#### Work task
Copy out each line of the data holding "chrome".

#### Source records
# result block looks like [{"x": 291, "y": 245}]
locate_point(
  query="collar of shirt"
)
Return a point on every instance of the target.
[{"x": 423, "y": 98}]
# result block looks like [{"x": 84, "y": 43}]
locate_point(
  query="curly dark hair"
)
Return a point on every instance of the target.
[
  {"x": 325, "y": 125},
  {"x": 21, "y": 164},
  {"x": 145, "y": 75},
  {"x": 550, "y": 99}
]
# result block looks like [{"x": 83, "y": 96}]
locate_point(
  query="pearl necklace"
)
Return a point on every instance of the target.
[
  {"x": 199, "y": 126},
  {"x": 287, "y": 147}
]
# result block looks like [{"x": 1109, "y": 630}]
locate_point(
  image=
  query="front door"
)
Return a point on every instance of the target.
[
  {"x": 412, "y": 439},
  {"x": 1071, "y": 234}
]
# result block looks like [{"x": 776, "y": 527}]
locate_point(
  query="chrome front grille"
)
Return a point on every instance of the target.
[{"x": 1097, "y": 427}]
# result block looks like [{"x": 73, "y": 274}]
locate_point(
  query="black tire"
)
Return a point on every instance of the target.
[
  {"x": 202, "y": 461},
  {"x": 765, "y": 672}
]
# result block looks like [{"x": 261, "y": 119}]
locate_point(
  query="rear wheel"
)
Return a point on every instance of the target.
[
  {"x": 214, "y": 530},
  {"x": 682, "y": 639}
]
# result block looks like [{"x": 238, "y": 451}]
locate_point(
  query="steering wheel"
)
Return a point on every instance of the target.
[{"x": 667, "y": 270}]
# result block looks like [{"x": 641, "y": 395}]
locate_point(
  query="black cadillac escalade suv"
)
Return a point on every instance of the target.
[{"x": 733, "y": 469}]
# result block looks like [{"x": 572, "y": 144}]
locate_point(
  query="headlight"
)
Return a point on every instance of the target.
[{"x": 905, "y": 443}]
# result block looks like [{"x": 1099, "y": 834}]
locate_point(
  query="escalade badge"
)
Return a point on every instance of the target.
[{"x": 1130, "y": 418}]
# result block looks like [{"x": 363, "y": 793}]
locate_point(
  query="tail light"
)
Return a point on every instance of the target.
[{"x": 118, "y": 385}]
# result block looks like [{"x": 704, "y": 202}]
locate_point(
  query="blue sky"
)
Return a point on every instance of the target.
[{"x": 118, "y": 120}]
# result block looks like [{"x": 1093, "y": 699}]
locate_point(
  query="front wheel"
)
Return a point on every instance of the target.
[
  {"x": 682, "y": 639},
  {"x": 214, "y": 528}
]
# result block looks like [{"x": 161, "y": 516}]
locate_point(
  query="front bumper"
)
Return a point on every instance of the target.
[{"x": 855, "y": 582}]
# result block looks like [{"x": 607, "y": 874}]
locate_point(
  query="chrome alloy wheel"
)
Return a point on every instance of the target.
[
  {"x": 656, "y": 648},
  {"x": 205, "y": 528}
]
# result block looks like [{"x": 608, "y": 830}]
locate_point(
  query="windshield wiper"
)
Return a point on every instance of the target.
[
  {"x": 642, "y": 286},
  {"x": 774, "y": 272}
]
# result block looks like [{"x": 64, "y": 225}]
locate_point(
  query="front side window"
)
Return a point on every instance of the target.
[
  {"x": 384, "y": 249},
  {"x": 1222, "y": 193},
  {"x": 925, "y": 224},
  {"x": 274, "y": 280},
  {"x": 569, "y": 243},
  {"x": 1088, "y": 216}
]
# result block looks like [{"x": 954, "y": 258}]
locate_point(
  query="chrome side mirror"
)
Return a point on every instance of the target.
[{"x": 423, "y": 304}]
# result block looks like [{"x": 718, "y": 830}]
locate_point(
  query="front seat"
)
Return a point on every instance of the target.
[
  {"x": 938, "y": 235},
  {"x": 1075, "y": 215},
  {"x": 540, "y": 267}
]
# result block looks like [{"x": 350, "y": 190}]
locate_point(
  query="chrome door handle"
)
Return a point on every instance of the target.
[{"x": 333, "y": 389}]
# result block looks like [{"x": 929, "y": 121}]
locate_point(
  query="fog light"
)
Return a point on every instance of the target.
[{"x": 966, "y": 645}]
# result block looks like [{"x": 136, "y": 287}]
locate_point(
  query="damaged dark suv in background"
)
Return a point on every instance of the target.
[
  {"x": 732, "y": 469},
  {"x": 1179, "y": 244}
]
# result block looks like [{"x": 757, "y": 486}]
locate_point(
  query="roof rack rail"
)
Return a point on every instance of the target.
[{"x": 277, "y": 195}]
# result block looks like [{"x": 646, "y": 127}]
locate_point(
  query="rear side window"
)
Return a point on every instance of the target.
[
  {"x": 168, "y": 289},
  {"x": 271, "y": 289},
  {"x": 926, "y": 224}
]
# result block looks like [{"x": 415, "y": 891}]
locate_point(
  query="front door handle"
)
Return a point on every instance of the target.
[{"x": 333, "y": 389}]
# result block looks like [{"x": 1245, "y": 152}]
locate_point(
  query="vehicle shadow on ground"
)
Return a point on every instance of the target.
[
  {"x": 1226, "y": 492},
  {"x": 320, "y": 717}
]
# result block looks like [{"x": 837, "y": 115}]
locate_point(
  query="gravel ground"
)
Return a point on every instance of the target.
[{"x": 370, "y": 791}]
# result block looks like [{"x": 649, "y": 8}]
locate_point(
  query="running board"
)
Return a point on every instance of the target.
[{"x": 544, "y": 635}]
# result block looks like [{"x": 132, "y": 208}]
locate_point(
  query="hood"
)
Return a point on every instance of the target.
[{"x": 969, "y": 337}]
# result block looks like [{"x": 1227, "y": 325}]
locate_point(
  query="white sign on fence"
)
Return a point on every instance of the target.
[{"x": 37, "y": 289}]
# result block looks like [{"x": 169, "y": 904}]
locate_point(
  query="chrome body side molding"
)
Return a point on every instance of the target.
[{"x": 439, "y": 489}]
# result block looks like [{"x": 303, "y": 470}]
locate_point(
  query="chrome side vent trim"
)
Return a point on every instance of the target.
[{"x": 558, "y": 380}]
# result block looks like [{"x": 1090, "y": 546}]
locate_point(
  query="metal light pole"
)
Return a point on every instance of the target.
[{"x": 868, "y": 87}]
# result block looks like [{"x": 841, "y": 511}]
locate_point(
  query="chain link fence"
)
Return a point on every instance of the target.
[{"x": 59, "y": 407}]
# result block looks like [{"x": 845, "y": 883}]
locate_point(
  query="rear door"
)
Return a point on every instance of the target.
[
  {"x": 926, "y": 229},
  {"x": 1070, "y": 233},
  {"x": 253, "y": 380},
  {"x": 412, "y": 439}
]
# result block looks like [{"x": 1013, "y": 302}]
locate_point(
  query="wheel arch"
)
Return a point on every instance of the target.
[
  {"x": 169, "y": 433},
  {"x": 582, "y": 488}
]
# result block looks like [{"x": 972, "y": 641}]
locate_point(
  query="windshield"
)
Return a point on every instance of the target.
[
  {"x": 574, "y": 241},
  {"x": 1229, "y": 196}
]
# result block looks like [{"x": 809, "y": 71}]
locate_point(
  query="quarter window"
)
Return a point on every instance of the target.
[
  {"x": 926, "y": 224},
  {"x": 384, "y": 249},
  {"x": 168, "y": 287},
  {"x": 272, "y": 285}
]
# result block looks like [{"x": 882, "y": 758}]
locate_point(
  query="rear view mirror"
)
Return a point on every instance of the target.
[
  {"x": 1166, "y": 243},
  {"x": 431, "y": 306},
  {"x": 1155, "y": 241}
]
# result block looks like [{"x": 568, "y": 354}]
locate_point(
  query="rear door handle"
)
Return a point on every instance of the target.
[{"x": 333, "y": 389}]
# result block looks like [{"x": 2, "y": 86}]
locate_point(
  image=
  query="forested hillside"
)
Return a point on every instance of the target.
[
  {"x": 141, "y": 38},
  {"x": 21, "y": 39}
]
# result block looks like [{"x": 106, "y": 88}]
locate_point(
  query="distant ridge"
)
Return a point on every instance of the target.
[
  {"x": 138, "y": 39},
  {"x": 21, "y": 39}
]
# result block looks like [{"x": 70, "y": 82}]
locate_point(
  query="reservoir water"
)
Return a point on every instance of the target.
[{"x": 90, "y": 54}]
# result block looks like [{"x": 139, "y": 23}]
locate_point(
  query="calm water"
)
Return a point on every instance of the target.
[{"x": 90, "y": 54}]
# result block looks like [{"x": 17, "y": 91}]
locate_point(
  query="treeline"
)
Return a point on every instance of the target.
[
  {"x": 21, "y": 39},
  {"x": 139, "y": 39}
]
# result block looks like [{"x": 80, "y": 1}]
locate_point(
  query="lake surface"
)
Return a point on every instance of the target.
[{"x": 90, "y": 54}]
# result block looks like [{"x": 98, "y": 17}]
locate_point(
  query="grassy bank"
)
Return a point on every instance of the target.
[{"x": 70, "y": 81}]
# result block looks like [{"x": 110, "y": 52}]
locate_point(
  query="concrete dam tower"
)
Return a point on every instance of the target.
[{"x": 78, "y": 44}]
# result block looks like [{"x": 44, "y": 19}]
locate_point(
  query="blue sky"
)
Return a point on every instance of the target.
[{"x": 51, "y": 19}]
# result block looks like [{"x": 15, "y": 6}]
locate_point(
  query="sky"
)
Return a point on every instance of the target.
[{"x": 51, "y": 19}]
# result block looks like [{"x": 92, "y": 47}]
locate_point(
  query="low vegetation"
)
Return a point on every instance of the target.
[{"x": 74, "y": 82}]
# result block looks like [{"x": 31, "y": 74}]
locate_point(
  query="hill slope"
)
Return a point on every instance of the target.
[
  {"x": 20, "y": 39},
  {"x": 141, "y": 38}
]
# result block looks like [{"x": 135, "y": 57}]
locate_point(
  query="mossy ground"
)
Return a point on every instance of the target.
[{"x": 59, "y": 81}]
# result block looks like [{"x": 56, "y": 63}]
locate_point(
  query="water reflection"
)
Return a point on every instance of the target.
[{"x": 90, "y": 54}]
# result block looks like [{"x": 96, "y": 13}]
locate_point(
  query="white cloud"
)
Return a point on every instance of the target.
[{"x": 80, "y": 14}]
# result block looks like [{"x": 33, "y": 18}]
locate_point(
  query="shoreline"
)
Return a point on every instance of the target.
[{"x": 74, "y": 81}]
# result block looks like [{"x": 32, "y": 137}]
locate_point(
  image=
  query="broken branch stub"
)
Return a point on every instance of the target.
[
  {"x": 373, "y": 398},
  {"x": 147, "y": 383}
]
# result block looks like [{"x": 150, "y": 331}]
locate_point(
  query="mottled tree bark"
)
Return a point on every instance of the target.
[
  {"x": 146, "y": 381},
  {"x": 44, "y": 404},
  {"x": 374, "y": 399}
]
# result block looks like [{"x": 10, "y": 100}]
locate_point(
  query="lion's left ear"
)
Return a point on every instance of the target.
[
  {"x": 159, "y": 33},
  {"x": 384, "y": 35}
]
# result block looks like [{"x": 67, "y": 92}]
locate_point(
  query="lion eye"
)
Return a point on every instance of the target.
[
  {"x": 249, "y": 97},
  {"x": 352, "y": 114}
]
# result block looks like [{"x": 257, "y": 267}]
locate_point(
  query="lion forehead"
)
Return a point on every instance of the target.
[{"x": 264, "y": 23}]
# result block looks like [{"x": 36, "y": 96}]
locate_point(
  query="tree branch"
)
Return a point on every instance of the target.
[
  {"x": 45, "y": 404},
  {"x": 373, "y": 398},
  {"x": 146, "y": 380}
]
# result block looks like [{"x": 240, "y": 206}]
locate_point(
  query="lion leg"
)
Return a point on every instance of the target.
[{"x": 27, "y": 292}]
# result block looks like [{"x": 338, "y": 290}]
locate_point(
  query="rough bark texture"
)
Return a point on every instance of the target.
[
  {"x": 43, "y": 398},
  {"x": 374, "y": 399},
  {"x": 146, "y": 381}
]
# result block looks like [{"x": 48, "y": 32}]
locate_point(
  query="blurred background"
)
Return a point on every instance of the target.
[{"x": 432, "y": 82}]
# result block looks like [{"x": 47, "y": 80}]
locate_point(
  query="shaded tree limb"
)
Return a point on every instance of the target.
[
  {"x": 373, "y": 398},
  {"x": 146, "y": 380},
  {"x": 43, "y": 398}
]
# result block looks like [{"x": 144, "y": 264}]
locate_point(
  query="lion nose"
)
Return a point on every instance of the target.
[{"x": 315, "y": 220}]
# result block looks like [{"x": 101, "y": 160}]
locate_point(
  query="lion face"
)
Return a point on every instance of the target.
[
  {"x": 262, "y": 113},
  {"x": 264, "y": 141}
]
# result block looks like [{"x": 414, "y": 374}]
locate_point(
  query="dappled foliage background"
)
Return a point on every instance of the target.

#### The answer
  query="chrome front grille"
  query="chrome alloy wheel"
  query="chrome side mirror"
  query="chrome door handle"
  query="chrome body side molding"
  query="chrome side vent trim"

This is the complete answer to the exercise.